* _Exercise instructions_
[1] Answer these questions from the letter on NATO enlargement, one line each:
(a) Which two countries sought to join the alliance after February 2022?
(b) At which institution does Rebecca R. Moore teach?
(c) Which declaration does the writer say they did not support?
[2] Extend the letter on NATO enlargement by one or two paragraphs, in the same voice, starting after its final sentence.

In this series from the American Statecraft Program, James Goldgeier and Joshua Shifrinson discuss and debate the issues surrounding NATO enlargement in a twenty-first-century exchange of letters. Read the previous entry here.
Dear Josh,
Alas, I think you have it exactly backward. NATO enlargement isn’t the cause of Russian President Vladimir Putin’s full-scale war against Ukraine. But Putin’s aggression is the primary cause of NATO taking Ukrainian membership more seriously, and it led Finland and Sweden to do something that was (highly) unlikely until February 2022: to seek to join the alliance.
Concordia College professor Rebecca R. Moore’s chapter on the evolution of the NATO-Ukraine relationship in our NATO enlargement book is particularly telling. “Over the past three decades,” she writes, “NATO has repeatedly affirmed that its door remains open. In reality, it has been tiptoeing around Russia since the early 1990s, especially on the question of Ukraine’s membership in NATO.” Perhaps most importantly, she notes, “The principal problem with the argument that NATO enlargement precipitated Russian aggression is not only that it mischaracterizes the impetus for NATO enlargement; it also presumes that in its absence, Russian foreign policy would have steered a different course.”
Her last point is a key difference underlying our disparate views of the wisdom of NATO enlargement. You and I agree that NATO enlargement provided for greater security and stability across Central and Eastern Europe while at the same time contributing to the deterioration in U.S.-Russia relations. I’ve supported the NATO enlargement policy over the years (except for the 2008 Bucharest Summit Declaration regarding Ukrainian and Georgian membership, as I noted in my previous letter) because I don’t believe that in its absence U.S.-Russia relations would have looked all that different. Thus, enlargement’s benefits for Central and Eastern European stability and security loom large in my thinking. As we have discussed often, you do believe a different relationship between the United States and Russia might have emerged if NATO had not enlarged, so you are much more skeptical of the policy.

* _Information shown_
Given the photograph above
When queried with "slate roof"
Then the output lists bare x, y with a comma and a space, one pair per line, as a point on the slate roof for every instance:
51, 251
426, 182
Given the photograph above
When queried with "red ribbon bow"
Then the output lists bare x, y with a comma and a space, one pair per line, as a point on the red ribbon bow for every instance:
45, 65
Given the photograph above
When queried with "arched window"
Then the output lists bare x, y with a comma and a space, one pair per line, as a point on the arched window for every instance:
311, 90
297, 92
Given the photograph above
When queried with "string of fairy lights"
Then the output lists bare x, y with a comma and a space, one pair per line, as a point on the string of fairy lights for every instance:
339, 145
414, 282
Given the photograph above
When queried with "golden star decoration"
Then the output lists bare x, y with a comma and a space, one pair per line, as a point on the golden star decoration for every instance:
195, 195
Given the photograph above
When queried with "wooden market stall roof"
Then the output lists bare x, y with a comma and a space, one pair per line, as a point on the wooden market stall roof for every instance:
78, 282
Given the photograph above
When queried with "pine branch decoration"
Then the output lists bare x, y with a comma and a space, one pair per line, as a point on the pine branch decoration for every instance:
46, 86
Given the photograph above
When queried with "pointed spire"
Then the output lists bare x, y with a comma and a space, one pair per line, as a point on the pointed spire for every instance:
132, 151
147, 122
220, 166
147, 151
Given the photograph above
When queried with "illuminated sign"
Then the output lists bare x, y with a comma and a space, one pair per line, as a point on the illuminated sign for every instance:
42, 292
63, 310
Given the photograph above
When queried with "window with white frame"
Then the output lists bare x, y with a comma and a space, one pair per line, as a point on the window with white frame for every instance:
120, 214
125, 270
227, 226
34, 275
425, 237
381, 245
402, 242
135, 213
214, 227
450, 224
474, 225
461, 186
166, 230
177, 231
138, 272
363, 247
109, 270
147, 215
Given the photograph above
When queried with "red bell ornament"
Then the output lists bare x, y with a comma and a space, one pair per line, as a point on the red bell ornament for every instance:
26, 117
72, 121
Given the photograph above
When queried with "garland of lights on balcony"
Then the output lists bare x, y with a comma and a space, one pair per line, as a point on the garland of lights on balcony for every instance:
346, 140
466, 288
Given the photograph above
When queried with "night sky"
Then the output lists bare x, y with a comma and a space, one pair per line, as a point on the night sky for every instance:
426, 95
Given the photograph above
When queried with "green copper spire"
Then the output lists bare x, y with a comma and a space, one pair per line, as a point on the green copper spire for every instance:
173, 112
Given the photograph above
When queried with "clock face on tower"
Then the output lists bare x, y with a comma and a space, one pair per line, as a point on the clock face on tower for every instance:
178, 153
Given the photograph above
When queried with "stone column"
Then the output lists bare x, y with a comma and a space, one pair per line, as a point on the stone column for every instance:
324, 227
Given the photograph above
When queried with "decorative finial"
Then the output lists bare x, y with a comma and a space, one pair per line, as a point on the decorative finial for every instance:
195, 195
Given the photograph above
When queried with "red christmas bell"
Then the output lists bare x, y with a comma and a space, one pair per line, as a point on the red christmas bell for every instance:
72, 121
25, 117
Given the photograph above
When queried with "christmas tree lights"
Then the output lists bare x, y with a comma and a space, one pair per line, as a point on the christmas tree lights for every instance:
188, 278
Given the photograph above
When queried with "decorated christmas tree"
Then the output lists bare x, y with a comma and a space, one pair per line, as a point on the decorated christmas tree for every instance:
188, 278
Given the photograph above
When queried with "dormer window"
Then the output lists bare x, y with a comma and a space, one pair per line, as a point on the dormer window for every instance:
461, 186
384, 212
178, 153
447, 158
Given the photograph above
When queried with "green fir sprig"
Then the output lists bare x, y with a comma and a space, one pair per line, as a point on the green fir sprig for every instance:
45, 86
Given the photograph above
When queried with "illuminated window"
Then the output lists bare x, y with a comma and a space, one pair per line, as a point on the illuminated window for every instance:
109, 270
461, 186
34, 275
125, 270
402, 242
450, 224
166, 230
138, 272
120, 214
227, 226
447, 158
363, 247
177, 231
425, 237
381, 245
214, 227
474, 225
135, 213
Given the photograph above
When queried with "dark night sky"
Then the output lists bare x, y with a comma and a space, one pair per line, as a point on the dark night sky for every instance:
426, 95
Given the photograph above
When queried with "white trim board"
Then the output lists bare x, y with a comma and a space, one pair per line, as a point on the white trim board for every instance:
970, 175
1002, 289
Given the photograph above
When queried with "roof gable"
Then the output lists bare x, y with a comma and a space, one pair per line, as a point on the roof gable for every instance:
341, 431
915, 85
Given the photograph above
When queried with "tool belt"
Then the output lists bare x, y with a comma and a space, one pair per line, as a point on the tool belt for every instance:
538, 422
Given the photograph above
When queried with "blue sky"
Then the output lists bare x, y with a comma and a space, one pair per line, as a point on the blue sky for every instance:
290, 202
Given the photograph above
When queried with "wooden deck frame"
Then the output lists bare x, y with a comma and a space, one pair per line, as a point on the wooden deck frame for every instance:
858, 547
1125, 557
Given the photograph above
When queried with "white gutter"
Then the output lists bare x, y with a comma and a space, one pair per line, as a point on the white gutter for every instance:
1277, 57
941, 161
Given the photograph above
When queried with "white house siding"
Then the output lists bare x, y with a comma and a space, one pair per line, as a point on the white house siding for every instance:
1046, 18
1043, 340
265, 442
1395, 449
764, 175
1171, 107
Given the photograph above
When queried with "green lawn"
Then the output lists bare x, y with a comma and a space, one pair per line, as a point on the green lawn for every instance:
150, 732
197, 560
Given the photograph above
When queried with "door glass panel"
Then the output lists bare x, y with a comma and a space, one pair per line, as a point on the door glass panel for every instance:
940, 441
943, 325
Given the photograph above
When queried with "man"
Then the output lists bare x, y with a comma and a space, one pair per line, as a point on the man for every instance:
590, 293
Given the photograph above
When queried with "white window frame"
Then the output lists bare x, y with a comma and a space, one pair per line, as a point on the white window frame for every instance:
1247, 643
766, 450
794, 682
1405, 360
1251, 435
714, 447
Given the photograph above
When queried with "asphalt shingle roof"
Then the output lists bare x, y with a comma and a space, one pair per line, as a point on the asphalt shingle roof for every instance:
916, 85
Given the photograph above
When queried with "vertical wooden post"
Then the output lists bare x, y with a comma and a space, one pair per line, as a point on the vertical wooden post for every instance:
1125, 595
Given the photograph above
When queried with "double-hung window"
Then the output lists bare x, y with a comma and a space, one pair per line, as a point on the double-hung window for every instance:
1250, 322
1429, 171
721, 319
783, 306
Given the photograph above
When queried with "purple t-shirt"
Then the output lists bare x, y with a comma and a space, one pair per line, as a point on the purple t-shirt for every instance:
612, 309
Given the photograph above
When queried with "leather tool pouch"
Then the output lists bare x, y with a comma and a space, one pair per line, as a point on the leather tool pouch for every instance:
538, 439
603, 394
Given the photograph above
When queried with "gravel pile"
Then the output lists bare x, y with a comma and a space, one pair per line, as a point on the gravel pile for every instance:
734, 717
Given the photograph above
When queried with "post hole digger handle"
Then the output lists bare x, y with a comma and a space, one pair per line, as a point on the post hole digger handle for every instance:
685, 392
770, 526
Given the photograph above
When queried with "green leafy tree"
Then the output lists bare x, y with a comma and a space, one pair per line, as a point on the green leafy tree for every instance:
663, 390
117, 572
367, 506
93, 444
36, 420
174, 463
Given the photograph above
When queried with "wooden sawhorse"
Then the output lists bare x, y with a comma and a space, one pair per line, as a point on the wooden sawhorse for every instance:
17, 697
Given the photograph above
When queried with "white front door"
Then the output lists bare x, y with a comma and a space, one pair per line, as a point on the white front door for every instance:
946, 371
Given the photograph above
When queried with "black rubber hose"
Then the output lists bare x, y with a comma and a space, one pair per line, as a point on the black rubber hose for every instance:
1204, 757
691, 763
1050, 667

* _Exercise results_
[1]
(a) Finland and Sweden.
(b) Concordia College.
(c) The 2008 Bucharest Summit Declaration regarding Ukrainian and Georgian membership.

[2]
One of the key arguments in your recent letter is that “explaining change with a constant is difficult,” so Russian imperialism cannot be the primary cause of Moscow’s aggression, as I argued in my initial letter. It’s interesting that you make that point, since arguments against blaming NATO enlargement for Russian aggression also suggest that we can’t explain change with a constant. Russia experts Robert Person and Michael McFaul argue, for example, that tensions between Russia and the West have varied during a period of continual NATO enlargement, and they instead argue a rise in tensions correlates more with “waves of democratic expansion in Eurasia.”
Ultimately, your argument is perhaps not that dissimilar: “By 2021, Moscow probably perceived that its window of opportunity to arrest Ukraine’s Westward drift was closing.” As Person and McFaul suggest, that could well be simply about democratic trends, not about NATO enlargement.
It also may be the case that Putin launched his full-scale invasion because he thought the opportunity was ripe. After all, U.S. President Joe Biden’s administration came into office in 2021 making clear its focus was on the China challenge. That was the reason Biden was promoting a “stable and predictable” relationship with Russia, something that was destined to be difficult to achieve. Ukraine joining NATO was nowhere in sight. But Putin may have believed it was time to move to incorporate more, if not all, of Ukrainian territory in order to realize his vision of Russian greatness. He apparently thought it was a moment when he might actually get away with it.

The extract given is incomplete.